— DATASET —

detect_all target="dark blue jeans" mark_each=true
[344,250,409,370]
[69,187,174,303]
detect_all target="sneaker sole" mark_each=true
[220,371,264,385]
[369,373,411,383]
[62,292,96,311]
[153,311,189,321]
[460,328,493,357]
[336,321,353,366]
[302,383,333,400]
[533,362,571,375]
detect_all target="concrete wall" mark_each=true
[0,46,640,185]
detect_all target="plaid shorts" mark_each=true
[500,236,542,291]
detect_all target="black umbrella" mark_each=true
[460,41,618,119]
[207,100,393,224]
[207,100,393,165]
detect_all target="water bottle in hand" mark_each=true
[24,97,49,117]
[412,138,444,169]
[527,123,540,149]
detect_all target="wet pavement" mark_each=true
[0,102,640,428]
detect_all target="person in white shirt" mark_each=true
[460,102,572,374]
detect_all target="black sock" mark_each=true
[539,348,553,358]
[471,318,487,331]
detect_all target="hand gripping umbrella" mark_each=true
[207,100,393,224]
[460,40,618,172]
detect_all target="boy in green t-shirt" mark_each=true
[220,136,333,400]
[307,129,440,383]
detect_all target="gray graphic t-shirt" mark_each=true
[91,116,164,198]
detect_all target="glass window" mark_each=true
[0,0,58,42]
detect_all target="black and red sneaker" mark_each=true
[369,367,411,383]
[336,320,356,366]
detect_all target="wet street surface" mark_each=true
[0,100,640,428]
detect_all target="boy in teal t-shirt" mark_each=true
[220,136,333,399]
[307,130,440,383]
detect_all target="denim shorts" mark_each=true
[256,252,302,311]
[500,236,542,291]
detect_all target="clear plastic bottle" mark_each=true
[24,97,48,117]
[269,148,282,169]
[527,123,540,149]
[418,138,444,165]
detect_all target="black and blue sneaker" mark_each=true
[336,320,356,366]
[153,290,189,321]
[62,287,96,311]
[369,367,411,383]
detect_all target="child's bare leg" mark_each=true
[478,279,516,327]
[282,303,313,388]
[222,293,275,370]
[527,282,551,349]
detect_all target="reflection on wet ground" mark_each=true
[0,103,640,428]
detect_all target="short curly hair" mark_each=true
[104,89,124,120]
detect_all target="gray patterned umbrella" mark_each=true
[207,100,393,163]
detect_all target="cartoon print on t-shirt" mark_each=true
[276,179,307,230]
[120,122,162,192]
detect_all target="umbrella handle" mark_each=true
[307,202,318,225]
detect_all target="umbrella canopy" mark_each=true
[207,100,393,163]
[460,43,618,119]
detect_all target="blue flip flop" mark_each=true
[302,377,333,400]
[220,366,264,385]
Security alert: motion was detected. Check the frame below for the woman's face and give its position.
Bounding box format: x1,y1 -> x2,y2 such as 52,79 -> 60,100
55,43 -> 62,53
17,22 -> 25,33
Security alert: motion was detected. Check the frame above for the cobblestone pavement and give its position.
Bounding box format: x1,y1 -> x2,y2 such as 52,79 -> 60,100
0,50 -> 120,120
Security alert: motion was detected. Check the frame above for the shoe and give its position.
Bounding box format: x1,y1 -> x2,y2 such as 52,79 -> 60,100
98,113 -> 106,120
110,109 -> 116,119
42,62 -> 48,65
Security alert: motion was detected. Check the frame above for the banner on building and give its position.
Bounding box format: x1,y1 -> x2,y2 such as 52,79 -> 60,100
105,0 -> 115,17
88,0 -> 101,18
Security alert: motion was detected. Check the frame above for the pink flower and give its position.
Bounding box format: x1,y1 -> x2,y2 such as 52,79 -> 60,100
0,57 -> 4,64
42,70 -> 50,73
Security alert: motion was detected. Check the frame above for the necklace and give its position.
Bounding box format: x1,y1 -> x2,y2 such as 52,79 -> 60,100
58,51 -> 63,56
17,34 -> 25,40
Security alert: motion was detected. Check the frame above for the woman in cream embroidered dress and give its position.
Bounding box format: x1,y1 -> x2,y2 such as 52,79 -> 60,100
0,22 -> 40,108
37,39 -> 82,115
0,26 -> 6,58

— WHAT IS EXPECTED —
Rewrite all of the records above, putting "movement was detected" wherever "motion was detected" appears and keeping everything else the same.

— RESULT —
detect_all target="dark blue jeans" mark_each=true
[344,250,409,370]
[69,187,174,303]
detect_all target="sneaker sole" mark_each=true
[220,371,264,385]
[369,373,411,383]
[62,292,96,311]
[153,311,189,321]
[460,328,493,357]
[336,321,353,366]
[302,383,333,400]
[533,362,571,375]
detect_all target="concrete wall" mark_each=true
[0,46,640,185]
detect_all target="plaid shorts" mark_each=true
[500,236,542,291]
detect_all target="black umbrella" mark_each=true
[460,41,618,119]
[207,100,393,224]
[207,100,393,165]
detect_all target="water bottle in hand" mark_each=true
[24,97,49,117]
[412,138,444,169]
[527,123,540,149]
detect_all target="wet pavement" mark_each=true
[0,102,640,428]
detect_all target="person in white shirt" mark_each=true
[460,102,572,374]
detect_all target="black sock" mark_each=true
[539,348,553,358]
[471,318,487,331]
detect_all target="hand gripping umbrella" mark_each=true
[207,100,393,224]
[460,40,618,172]
detect_all target="boy in green t-shirt" mark_each=true
[220,136,333,400]
[307,129,440,383]
detect_all target="gray graphic t-shirt" mark_each=true
[91,116,164,198]
detect_all target="glass window" mark_each=true
[0,0,58,42]
detect_all target="black and red sneaker" mark_each=true
[369,367,411,383]
[336,320,356,366]
detect_all target="wet street surface" mark_each=true
[0,100,640,428]
detect_all target="boy in teal t-shirt" mark_each=true
[220,136,333,399]
[307,130,440,383]
detect_all target="denim shorts" mark_each=true
[256,252,302,311]
[500,236,542,291]
detect_all target="clear plastic bottle" mark_each=true
[24,97,48,117]
[269,148,282,169]
[527,123,540,149]
[418,138,444,165]
detect_all target="black and blue sneaker" mark_each=true
[336,320,356,366]
[153,290,189,321]
[62,287,96,311]
[369,367,411,383]
detect_all target="child's bare leg" mark_each=true
[478,279,516,327]
[282,303,313,388]
[222,293,275,370]
[527,282,551,349]
detect_all target="reflection on wet ground" mark_each=true
[0,103,640,428]
detect_all target="short curly hair" mark_each=true
[104,89,124,120]
detect_all target="gray patterned umbrella" mark_each=true
[207,100,393,163]
detect_all target="cartoon print on t-shirt" mark_each=true
[276,179,307,230]
[120,122,162,192]
detect_all target="umbrella handle" mark_each=true
[307,202,318,225]
detect_all target="umbrella canopy" mark_each=true
[207,100,393,163]
[460,43,618,119]
detect_all target="blue flip flop" mark_each=true
[302,377,333,400]
[220,366,264,385]
Security alert: movement was detected. Check the frame below for the woman's face and give its position.
Bounding box format: x1,y1 -> x2,y2 such as 52,79 -> 60,100
55,43 -> 62,53
17,22 -> 25,33
Security alert: movement was detected. Check the frame above for the cobblestone pavement and give its position.
Bounding box format: x1,y1 -> x2,y2 such as 52,79 -> 60,100
0,50 -> 120,120
Security alert: movement was detected. Check the frame above for the shoe and give its position.
Bounding box format: x1,y1 -> x2,y2 such as 52,79 -> 60,100
98,113 -> 106,120
110,109 -> 116,119
42,62 -> 48,65
Security alert: movement was detected. Check the frame above for the banner on building and give its position.
Bounding box format: x1,y1 -> x2,y2 such as 52,79 -> 60,100
105,0 -> 115,17
88,0 -> 101,18
Security alert: movement was detected. Check the frame above for the pink flower and give its position.
Bounding box format: x1,y1 -> x2,y2 such as 52,79 -> 60,100
0,57 -> 4,64
42,70 -> 50,73
Security alert: movement was detected. Check the frame above for the necklace and give its position.
Bounding box format: x1,y1 -> x2,y2 such as 52,79 -> 60,100
58,51 -> 63,56
17,34 -> 25,40
Security alert: movement was detected. Check the frame above for the woman in cream embroidered dress and give its position.
Bounding box format: x1,y1 -> x2,y2 such as 52,79 -> 60,100
0,22 -> 40,108
37,39 -> 82,115
0,26 -> 6,58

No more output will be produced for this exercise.